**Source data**

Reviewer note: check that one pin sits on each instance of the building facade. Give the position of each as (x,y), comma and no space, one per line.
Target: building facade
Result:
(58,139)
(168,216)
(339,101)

**WORK TASK**
Show me all lines in the records that contain "building".

**ANSWER SECTION**
Reviewer note: check that one pin sits on each instance of the building facade. Give the position of each as (x,y), comma and no space, one per line.
Target: building facade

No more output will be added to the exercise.